** Start of Data section **

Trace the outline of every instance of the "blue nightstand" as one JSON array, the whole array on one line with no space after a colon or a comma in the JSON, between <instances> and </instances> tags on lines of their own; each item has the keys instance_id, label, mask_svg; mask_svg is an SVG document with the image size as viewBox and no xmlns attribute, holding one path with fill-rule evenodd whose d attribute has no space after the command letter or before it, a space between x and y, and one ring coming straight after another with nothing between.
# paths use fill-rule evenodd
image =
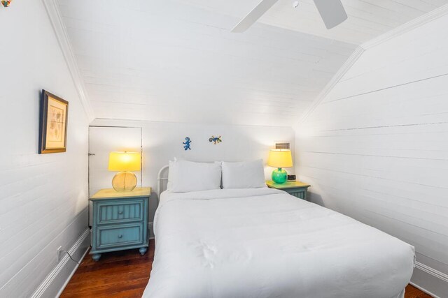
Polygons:
<instances>
[{"instance_id":1,"label":"blue nightstand","mask_svg":"<svg viewBox=\"0 0 448 298\"><path fill-rule=\"evenodd\" d=\"M90 198L93 204L92 258L96 262L102 253L139 248L148 249L148 207L150 187L131 191L102 189Z\"/></svg>"},{"instance_id":2,"label":"blue nightstand","mask_svg":"<svg viewBox=\"0 0 448 298\"><path fill-rule=\"evenodd\" d=\"M305 200L308 200L307 198L307 191L308 190L308 188L311 186L309 184L298 181L288 181L282 184L275 183L272 181L267 181L266 185L267 185L267 187L270 188L280 189L295 196L295 198Z\"/></svg>"}]
</instances>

** End of Data section **

#### Work instructions:
Without the pictures, retype the whole of the material above exactly.

#### Output for this exercise:
Trace the outline of every instance of the "blue nightstand" as one JSON array, the whole array on one line with no space after a colon or a comma in the JSON, between <instances> and </instances> tags on lines of their own; each item has the keys instance_id, label, mask_svg; mask_svg is an SVG document with the image size as viewBox and no xmlns attribute, holding one path with fill-rule evenodd whose d attribute has no space after the command letter or before it, a space between x and y, and one ring coming straight after another with nothing between.
# paths use fill-rule evenodd
image =
Polygons:
<instances>
[{"instance_id":1,"label":"blue nightstand","mask_svg":"<svg viewBox=\"0 0 448 298\"><path fill-rule=\"evenodd\" d=\"M90 198L93 204L92 258L96 262L102 253L139 248L148 249L148 207L150 187L131 191L102 189Z\"/></svg>"},{"instance_id":2,"label":"blue nightstand","mask_svg":"<svg viewBox=\"0 0 448 298\"><path fill-rule=\"evenodd\" d=\"M305 200L308 200L307 198L307 191L308 190L308 188L311 186L309 184L298 181L288 181L282 184L275 183L272 181L267 181L266 185L267 185L267 187L270 188L280 189L295 196L295 198Z\"/></svg>"}]
</instances>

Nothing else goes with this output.